→ Stored data entries:
BEGIN
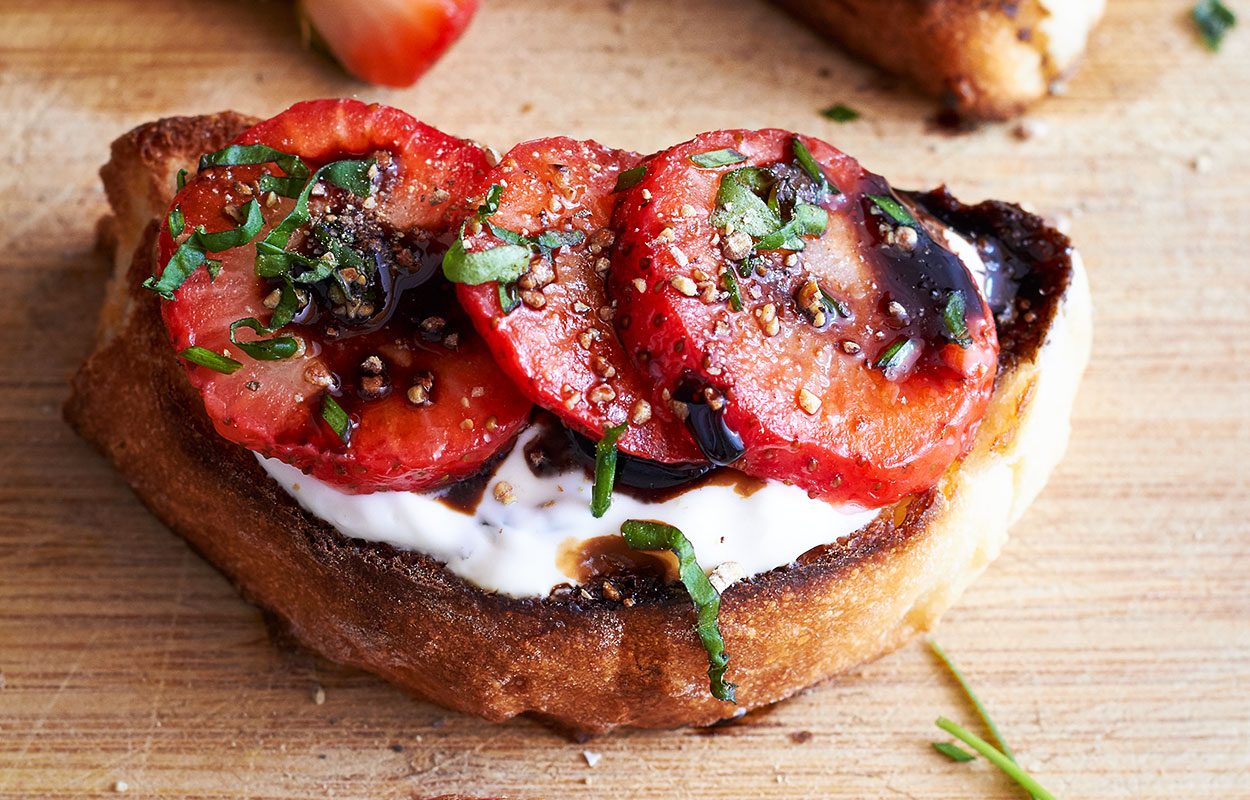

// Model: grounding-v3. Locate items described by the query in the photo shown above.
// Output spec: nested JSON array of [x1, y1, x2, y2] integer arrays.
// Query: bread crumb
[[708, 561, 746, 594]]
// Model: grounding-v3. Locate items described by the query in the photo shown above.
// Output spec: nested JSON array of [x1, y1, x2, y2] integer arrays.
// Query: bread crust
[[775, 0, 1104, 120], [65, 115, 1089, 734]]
END
→ Set task:
Convert every line of the records above into a Markdown table with the columns "Row" and "Text," numbering the rows and leaving out blank lines and the pictures.

→ Task result:
| Row | Text |
|---|---|
| 1 | // Model: grounding-v3. Locate items described by the query in the photo shown above. |
| 2 | // Output spec: nested JSON array of [x1, y1, x2, y2] integer arrays. |
| 3 | // Query: bread crumb |
| 4 | [[708, 561, 746, 594]] |
| 5 | // Model: grounding-v3. Locate items described by the query in the photo shown above. |
| 6 | // Output spec: nested JSON array of [x1, y1, x2, y2] integer arrays. |
| 7 | // Query: bread crust |
| 8 | [[775, 0, 1104, 120], [65, 115, 1089, 734]] |